● **DOCUMENT EXCERPT**
Once such foundations are in place, we can then incorporate elements of
theory and hypothesis-driven experimentation regarding social
connectedness, social establishments and frameworks, to determine how
interactions influence drinking behaviour, as it is argued that a
combination of both social psychology and social interaction theory can
provide a greater level of explanatory power with regards to
sociological research (Hedström
2005).
Am agile approach to complex systems modelling of alcohol consumption dynamics
- 3.5
- An agile approach was chosen for the software development
stages of the project for two reasons. Firstly, the project was
designed to use secondary data (principally from the UK Data Archive)
that was not collected for the specific research questions to be
addressed by the study. Consequently, parameterisation issues were
anticipated when attempting to extract model inputs for theory-led (and
typically data hungry) ABMs (Boero
& Squazzoni 2005). These
issues induce attempts to negotiate or balance modelling requirements
relating to theory on the one hand and empirical validation on the
other: in other words, requirements will change. Secondly, the project
had a short (12 month) time constraint, requiring an approach that
allowed for rapid prototyping during the development stages (8 months).
We also wanted to develop a software framework that is extensible,
enabling the project to be maintained in future research efforts.

● **EXERCISE TASK 1**
Find every line of the records that contains the word "woman", and copy each of those lines.
The excerpt on modeling alcohol consumption and the records are unrelated to each other.

● **DATA SHOWN**
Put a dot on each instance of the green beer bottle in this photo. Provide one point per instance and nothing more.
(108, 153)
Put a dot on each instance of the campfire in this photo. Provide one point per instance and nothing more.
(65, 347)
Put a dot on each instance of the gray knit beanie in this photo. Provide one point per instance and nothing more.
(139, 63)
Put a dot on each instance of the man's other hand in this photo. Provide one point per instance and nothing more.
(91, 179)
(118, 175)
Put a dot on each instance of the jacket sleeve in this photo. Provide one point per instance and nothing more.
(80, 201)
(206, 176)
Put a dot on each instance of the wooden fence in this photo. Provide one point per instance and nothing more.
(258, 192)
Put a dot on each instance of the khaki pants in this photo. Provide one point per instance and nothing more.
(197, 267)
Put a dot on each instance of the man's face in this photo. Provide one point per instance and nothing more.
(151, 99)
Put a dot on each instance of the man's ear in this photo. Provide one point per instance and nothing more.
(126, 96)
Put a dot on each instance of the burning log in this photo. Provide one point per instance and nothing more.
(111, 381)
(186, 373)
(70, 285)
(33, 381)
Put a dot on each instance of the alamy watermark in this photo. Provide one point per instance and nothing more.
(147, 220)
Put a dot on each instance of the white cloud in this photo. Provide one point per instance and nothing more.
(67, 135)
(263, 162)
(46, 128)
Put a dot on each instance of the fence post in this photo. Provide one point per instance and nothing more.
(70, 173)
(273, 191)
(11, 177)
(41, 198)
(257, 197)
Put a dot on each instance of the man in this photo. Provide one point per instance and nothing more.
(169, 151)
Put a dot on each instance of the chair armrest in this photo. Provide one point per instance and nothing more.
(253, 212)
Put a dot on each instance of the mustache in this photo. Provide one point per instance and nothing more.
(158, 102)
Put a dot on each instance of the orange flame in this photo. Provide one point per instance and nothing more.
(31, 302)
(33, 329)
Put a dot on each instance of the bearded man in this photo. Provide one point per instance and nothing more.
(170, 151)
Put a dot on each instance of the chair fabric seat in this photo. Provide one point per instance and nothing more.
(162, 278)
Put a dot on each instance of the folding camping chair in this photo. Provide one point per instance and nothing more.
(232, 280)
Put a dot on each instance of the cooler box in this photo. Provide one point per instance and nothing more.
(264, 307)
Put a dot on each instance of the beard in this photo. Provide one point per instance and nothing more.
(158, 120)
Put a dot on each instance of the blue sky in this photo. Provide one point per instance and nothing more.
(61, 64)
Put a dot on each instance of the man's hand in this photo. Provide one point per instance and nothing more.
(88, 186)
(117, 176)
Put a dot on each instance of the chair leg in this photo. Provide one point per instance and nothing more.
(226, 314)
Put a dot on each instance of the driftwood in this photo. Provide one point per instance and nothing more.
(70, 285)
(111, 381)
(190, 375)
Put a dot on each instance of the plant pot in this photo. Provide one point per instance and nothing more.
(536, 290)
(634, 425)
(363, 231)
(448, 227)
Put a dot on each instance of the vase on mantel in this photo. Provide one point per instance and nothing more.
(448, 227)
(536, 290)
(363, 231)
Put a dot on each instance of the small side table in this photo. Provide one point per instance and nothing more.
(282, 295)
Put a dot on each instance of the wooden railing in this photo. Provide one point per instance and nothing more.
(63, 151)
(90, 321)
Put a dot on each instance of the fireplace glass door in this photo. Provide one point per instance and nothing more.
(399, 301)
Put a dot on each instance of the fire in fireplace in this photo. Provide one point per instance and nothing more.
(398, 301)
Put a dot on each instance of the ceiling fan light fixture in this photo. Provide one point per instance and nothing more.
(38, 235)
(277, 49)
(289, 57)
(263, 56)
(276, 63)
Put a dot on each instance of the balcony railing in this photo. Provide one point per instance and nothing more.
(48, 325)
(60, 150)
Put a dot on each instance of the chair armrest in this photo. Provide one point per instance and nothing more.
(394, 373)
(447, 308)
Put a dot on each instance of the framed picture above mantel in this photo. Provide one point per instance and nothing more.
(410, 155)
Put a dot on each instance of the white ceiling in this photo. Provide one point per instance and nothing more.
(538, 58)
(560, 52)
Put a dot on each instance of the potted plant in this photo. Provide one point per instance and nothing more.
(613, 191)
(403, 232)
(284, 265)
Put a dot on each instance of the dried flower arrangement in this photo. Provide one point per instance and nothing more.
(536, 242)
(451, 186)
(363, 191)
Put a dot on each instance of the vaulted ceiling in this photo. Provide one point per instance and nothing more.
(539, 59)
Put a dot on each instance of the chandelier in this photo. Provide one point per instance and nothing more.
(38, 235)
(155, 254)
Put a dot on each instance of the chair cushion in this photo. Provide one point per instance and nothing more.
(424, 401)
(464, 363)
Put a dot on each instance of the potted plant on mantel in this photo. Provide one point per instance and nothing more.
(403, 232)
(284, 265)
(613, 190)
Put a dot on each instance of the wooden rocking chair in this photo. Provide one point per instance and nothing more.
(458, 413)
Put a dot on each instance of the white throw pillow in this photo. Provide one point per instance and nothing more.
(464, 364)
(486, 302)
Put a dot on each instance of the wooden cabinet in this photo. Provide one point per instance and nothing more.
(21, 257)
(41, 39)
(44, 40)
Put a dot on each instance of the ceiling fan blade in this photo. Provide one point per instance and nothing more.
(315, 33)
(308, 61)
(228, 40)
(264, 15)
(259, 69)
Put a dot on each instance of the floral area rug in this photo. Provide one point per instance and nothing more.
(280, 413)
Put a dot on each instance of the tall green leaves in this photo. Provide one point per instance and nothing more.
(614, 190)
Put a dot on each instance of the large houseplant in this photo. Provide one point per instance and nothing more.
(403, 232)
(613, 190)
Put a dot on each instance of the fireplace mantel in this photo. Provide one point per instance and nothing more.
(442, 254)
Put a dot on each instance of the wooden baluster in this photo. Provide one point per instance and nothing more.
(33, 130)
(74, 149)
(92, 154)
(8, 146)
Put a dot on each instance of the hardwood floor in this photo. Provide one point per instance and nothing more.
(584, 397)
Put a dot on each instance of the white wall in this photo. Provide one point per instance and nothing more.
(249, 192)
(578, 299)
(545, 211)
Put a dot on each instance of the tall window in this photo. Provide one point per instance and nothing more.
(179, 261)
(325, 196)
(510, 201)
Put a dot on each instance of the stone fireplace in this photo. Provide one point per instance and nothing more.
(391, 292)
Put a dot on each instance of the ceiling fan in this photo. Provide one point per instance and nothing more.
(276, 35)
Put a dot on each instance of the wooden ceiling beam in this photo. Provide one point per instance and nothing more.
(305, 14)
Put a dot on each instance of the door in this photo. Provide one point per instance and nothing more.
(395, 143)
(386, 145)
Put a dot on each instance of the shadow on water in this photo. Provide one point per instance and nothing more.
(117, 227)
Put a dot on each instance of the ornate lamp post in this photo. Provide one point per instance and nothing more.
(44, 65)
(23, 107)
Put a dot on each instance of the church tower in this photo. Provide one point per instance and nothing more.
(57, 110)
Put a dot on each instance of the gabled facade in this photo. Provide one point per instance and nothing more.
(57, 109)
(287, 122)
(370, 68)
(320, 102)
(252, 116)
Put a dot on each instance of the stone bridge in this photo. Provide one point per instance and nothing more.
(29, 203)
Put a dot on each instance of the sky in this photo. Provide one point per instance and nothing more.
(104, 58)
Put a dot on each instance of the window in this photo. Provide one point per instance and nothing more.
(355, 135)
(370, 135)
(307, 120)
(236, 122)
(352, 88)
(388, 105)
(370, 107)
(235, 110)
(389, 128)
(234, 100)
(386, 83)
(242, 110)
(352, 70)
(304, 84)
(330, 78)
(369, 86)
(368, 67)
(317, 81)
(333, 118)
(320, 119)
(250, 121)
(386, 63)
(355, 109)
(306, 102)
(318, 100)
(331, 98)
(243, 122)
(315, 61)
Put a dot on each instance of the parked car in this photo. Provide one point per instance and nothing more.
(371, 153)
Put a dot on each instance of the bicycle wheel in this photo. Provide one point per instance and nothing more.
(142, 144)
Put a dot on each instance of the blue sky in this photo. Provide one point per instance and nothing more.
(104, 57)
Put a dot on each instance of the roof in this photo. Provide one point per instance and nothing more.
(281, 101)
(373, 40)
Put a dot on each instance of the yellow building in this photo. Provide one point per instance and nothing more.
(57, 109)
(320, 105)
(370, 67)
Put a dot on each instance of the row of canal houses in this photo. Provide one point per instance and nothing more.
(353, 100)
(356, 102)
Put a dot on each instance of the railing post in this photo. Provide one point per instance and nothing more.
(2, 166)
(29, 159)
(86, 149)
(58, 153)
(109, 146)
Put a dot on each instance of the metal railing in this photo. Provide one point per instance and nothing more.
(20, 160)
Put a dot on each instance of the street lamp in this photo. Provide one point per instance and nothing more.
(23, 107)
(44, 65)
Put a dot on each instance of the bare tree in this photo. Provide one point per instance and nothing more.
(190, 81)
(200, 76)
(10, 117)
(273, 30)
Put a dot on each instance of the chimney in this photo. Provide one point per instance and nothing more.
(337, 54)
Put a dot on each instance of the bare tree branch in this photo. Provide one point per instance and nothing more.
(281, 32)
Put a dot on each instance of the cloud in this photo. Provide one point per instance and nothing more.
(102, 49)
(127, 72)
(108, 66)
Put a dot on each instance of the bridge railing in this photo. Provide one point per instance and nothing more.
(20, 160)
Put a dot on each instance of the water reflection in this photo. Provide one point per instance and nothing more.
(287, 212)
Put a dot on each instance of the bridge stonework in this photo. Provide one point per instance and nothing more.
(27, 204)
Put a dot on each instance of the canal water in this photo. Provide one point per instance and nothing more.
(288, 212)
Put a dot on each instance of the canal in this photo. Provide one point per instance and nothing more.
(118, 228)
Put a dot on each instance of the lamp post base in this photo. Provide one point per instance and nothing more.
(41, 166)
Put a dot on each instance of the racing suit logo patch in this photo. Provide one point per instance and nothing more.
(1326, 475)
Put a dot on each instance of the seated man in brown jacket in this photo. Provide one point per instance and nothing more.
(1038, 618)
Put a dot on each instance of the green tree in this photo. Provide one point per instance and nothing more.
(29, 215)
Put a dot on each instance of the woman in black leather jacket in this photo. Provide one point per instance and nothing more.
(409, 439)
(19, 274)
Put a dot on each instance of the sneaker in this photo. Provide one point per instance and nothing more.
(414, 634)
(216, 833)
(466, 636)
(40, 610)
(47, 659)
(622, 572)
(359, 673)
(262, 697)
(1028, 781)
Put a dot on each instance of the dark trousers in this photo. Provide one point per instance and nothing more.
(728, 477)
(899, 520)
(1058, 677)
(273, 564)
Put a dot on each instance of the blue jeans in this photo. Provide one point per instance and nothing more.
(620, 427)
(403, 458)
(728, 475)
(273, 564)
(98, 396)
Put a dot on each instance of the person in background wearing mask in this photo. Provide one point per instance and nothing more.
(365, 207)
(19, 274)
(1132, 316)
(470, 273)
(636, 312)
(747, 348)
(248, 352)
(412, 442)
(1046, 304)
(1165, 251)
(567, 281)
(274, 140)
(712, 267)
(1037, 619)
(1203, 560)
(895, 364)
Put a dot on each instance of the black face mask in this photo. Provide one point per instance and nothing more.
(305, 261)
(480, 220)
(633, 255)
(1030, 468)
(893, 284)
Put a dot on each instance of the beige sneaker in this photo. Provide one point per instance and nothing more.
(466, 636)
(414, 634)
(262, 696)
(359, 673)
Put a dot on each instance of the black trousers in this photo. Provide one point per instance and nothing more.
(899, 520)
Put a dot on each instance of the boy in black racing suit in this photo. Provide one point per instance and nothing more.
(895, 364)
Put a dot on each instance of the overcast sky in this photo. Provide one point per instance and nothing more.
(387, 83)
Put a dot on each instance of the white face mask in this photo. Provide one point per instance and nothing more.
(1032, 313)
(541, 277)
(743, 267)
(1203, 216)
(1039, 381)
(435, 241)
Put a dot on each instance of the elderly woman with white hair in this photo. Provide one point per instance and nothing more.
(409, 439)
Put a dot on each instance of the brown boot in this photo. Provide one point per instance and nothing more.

● **EXERCISE TASK 2**
For each statement, say yes or no to whether it agrees with the excerpt on modeling alcohol consumption, and quote the words of the excerpt that decide it. (a) The project's secondary data came principally from the UK Data Archive. (b) The secondary data was collected for the specific research questions of the study. (c) The project had a 12-month time constraint.

● **TASK ANSWER 1**
Put a dot on each instance of the woman in black leather jacket in this photo. Provide one point per instance and nothing more.
Put a dot on each instance of the elderly woman with white hair in this photo. Provide one point per instance and nothing more.

● **TASK ANSWER 2**
(a) Yes: "designed to use secondary data (principally from the UK Data Archive)"
(b) No: "that was not collected for the specific research questions to be addressed by the study"
(c) Yes: "the project had a short (12 month) time constraint"